Outline records:
· · · · ·

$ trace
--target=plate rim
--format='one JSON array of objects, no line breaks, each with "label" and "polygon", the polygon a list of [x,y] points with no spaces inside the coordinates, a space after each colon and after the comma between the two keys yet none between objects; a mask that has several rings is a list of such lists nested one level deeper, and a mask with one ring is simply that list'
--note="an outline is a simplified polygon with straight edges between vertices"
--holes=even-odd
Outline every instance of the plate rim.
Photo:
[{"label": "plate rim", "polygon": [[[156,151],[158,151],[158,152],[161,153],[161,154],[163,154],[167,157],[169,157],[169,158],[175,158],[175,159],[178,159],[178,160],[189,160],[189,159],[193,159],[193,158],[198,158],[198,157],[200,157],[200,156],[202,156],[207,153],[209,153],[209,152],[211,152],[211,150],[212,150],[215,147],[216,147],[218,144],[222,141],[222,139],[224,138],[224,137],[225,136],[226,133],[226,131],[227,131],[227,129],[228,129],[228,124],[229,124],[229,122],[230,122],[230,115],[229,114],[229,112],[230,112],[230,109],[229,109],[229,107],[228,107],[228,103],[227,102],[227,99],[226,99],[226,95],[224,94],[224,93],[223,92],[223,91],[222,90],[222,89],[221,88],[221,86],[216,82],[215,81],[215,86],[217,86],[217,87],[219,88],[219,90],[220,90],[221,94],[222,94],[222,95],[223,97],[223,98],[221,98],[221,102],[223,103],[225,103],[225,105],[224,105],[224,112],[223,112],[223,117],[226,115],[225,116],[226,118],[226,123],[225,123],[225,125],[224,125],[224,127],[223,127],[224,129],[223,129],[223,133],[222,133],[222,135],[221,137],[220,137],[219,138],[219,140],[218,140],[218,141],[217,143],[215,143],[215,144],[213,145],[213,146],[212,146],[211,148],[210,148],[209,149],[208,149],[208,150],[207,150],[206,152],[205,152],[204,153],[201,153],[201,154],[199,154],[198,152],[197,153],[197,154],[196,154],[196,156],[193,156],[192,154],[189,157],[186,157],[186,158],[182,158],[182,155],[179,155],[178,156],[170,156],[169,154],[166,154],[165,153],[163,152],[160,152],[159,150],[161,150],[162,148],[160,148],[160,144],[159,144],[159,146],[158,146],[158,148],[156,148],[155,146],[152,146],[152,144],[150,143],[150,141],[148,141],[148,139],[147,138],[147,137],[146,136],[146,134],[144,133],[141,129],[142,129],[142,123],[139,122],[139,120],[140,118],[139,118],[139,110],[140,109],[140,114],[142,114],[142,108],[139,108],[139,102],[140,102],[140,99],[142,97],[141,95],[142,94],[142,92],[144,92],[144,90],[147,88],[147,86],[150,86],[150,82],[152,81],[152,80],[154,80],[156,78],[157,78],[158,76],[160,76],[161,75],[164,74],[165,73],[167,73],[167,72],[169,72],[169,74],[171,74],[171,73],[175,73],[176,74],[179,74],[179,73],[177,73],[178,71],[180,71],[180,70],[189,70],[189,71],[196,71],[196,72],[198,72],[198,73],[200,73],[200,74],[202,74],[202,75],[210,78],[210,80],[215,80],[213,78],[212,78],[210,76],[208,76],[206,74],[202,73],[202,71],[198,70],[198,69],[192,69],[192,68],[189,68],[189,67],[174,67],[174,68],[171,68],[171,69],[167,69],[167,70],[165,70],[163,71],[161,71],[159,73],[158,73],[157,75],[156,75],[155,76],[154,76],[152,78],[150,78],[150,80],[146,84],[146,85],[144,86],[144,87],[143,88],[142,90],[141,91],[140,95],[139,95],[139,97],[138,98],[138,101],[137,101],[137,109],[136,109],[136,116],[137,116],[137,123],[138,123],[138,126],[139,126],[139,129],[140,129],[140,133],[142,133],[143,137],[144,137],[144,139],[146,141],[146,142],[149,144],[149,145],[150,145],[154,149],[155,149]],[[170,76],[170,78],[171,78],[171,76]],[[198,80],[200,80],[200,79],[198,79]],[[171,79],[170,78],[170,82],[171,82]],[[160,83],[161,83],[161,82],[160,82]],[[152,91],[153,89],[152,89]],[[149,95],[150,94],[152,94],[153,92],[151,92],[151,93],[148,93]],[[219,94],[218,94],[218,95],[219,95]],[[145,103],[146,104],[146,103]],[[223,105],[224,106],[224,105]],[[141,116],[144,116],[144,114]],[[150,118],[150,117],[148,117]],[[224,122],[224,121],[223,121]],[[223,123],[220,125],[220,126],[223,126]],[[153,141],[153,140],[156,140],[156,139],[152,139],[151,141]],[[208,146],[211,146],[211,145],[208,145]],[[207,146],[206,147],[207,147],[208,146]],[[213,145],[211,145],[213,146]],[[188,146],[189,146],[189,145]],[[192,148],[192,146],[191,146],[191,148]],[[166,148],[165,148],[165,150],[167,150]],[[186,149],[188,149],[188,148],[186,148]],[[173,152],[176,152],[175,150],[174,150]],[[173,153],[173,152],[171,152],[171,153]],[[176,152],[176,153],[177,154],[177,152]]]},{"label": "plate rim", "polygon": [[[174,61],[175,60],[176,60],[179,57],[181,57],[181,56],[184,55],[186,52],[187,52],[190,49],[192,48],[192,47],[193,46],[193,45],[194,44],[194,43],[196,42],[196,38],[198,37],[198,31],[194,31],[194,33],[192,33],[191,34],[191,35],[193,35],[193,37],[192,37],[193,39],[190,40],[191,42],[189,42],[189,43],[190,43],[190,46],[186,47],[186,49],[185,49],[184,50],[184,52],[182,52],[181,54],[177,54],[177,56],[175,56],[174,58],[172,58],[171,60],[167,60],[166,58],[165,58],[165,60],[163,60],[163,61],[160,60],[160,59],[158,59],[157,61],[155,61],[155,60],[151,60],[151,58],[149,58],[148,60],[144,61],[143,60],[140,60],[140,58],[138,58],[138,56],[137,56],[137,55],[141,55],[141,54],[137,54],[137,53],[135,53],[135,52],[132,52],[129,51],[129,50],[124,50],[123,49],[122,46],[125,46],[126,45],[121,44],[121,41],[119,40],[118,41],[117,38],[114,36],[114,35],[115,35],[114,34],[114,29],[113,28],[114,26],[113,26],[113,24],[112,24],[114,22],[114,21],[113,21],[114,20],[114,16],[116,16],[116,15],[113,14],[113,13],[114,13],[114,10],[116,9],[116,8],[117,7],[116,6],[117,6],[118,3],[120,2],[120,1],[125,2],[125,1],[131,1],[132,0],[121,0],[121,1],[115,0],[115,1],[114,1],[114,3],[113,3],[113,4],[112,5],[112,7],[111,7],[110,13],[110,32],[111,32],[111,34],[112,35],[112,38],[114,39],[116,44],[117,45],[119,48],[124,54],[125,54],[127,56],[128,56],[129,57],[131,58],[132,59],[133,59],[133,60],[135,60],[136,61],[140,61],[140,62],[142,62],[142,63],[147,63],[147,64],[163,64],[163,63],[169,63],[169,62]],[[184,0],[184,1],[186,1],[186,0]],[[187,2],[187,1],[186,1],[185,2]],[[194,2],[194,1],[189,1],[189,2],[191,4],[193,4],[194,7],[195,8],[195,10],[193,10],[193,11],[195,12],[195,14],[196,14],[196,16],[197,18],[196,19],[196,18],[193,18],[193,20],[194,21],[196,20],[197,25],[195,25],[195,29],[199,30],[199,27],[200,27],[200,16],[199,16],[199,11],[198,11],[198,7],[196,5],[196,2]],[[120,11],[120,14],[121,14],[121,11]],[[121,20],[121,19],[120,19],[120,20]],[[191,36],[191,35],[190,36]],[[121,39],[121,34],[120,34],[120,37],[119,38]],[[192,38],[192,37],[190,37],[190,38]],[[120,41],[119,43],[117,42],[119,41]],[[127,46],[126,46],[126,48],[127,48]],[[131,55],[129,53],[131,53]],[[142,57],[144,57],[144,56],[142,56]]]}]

· · · · ·

EXERCISE GOAL: Print the records above again line for line, with no changes.

FINAL ANSWER:
$ trace
--target=plate rim
--format='one JSON array of objects, no line breaks, each with "label" and "polygon", the polygon a list of [x,y] points with no spaces inside the coordinates, a space after each colon and after the comma between the two keys yet none between objects; a mask that has several rings is a list of such lists nested one level deeper, and a mask with one ring is simply that list'
--note="an outline is a simplified polygon with straight edges between vertices"
--holes=even-odd
Outline every instance of the plate rim.
Photo:
[{"label": "plate rim", "polygon": [[[156,151],[158,151],[158,152],[161,153],[161,154],[163,154],[167,157],[169,157],[169,158],[175,158],[175,159],[178,159],[178,160],[189,160],[189,159],[193,159],[193,158],[198,158],[198,157],[200,157],[200,156],[202,156],[207,153],[209,153],[209,152],[211,152],[211,150],[212,150],[215,147],[216,147],[218,144],[222,141],[222,139],[224,138],[224,137],[225,136],[226,133],[226,131],[227,131],[227,129],[228,129],[228,124],[229,124],[229,122],[230,122],[230,115],[229,114],[229,112],[230,112],[230,109],[229,109],[229,107],[228,107],[228,103],[227,102],[227,99],[226,99],[226,95],[224,94],[224,93],[223,92],[223,91],[222,90],[222,89],[221,88],[221,86],[216,82],[215,81],[215,86],[217,86],[217,87],[219,88],[219,90],[220,90],[221,94],[222,94],[222,95],[223,97],[223,98],[221,98],[221,102],[223,103],[225,103],[225,105],[224,105],[224,112],[223,112],[223,117],[226,115],[225,116],[226,118],[226,123],[225,123],[225,125],[224,125],[224,127],[223,127],[224,129],[223,129],[223,133],[222,133],[222,135],[221,137],[220,137],[219,138],[219,140],[218,140],[218,141],[217,143],[215,143],[215,144],[213,145],[213,146],[212,146],[211,148],[210,148],[209,149],[208,149],[208,150],[207,150],[206,152],[205,152],[204,153],[201,153],[201,154],[199,154],[198,152],[197,153],[197,154],[196,154],[196,156],[193,156],[192,154],[189,157],[186,157],[186,158],[182,158],[182,155],[179,155],[178,156],[170,156],[169,154],[166,154],[165,153],[163,152],[160,152],[159,150],[161,150],[162,148],[160,148],[160,144],[159,144],[159,146],[158,146],[158,148],[156,148],[155,146],[152,146],[152,144],[150,143],[150,141],[148,141],[148,139],[147,138],[147,137],[146,136],[146,134],[144,133],[141,129],[142,129],[142,123],[139,122],[139,120],[140,118],[139,118],[139,110],[140,109],[140,114],[142,114],[142,108],[139,108],[139,102],[140,102],[140,99],[142,97],[141,95],[142,94],[142,92],[144,92],[144,90],[147,88],[147,86],[150,86],[150,82],[152,81],[152,80],[154,80],[156,78],[157,78],[158,76],[160,76],[161,75],[164,74],[165,73],[167,73],[167,72],[169,72],[169,74],[171,74],[171,73],[175,73],[176,74],[179,74],[179,73],[177,73],[178,71],[180,71],[180,70],[189,70],[189,71],[196,71],[196,72],[198,72],[198,73],[200,73],[200,74],[202,74],[202,75],[210,78],[210,80],[215,80],[213,78],[212,78],[210,76],[208,76],[206,74],[202,73],[202,71],[198,70],[198,69],[192,69],[192,68],[189,68],[189,67],[174,67],[174,68],[171,68],[171,69],[167,69],[167,70],[165,70],[163,71],[161,71],[159,73],[158,73],[157,75],[156,75],[155,76],[154,76],[152,78],[150,78],[150,80],[146,84],[146,85],[144,86],[144,87],[143,88],[142,90],[141,91],[140,95],[139,95],[139,97],[138,98],[138,101],[137,101],[137,109],[136,109],[136,116],[137,116],[137,123],[138,123],[138,126],[139,126],[139,129],[140,129],[140,133],[142,133],[143,137],[144,137],[144,139],[146,141],[146,142],[149,144],[149,145],[150,145],[154,149],[155,149]],[[170,76],[170,78],[171,78],[171,76]],[[198,80],[200,80],[200,79],[198,79]],[[171,79],[170,78],[170,82],[171,82]],[[160,83],[161,83],[161,82],[160,82]],[[152,91],[153,89],[152,89]],[[149,95],[150,94],[152,94],[153,92],[151,92],[151,93],[148,93]],[[219,94],[218,94],[218,95],[219,95]],[[145,103],[146,104],[146,103]],[[223,105],[224,106],[224,105]],[[141,116],[144,116],[144,114]],[[150,118],[150,117],[148,117]],[[224,122],[224,121],[223,121]],[[223,123],[220,125],[220,126],[223,126]],[[153,141],[153,140],[156,140],[156,139],[152,139],[151,141]],[[208,146],[211,146],[211,145],[208,145]],[[207,146],[206,147],[207,147],[208,146]],[[213,145],[211,145],[213,146]],[[188,146],[189,146],[189,145]],[[192,148],[192,146],[191,146],[191,148]],[[166,148],[165,148],[165,150],[167,150]],[[186,149],[188,149],[188,148],[186,148]],[[173,152],[176,152],[175,150],[174,150]],[[173,153],[173,152],[171,152],[171,153]],[[176,152],[176,153],[177,154],[177,152]]]},{"label": "plate rim", "polygon": [[[174,61],[175,60],[176,60],[179,57],[181,57],[181,56],[184,55],[186,52],[187,52],[190,49],[192,48],[192,47],[193,46],[193,45],[194,44],[194,43],[196,42],[196,38],[198,37],[198,31],[194,31],[194,33],[192,33],[191,34],[191,35],[193,35],[193,37],[192,37],[193,39],[190,40],[191,42],[189,42],[189,43],[190,43],[190,46],[186,47],[186,49],[185,49],[184,50],[184,52],[182,52],[181,54],[177,54],[177,56],[175,56],[174,58],[172,58],[171,60],[167,60],[166,58],[165,58],[165,60],[163,60],[163,61],[160,60],[160,59],[158,59],[157,61],[155,61],[155,60],[151,60],[151,58],[149,58],[148,60],[144,61],[143,60],[140,60],[140,58],[138,58],[138,56],[137,56],[137,55],[141,55],[141,54],[137,54],[137,53],[135,53],[135,52],[132,52],[129,51],[129,50],[124,50],[123,49],[122,46],[125,46],[126,45],[121,44],[121,41],[119,40],[118,41],[117,38],[114,36],[114,35],[115,35],[114,34],[114,29],[113,28],[114,26],[113,26],[113,24],[112,24],[114,22],[114,21],[113,21],[114,20],[114,16],[116,16],[116,15],[113,14],[113,13],[114,13],[114,10],[116,9],[116,8],[117,7],[116,6],[117,6],[118,3],[120,2],[120,1],[125,2],[125,1],[131,1],[132,0],[121,0],[121,1],[115,0],[115,1],[114,1],[114,3],[113,3],[113,4],[112,5],[112,7],[111,7],[110,13],[110,32],[111,32],[111,34],[112,35],[112,38],[114,39],[116,44],[117,45],[119,48],[124,54],[125,54],[127,56],[128,56],[129,57],[131,58],[132,59],[133,59],[133,60],[135,60],[136,61],[140,61],[140,62],[142,62],[142,63],[147,63],[147,64],[163,64],[163,63],[169,63],[169,62]],[[184,0],[184,1],[186,1],[186,0]],[[187,2],[187,1],[186,1],[185,2]],[[194,2],[194,1],[189,1],[189,2],[191,4],[193,4],[194,7],[195,8],[195,10],[193,10],[193,11],[195,12],[195,14],[196,14],[196,16],[197,18],[196,19],[196,18],[193,18],[193,20],[194,21],[196,20],[197,25],[195,25],[195,29],[199,30],[199,27],[200,27],[200,16],[199,16],[199,11],[198,11],[198,7],[196,5],[196,2]],[[120,11],[120,14],[121,14],[121,11]],[[121,20],[121,19],[120,19],[120,20]],[[191,36],[191,35],[190,36]],[[121,39],[121,34],[120,34],[120,37],[119,38]],[[192,38],[192,37],[190,37],[190,38]],[[120,41],[119,43],[117,42],[119,41]],[[127,46],[126,46],[126,48],[127,48]],[[131,55],[129,53],[131,53]],[[142,57],[144,57],[144,56],[142,56]]]}]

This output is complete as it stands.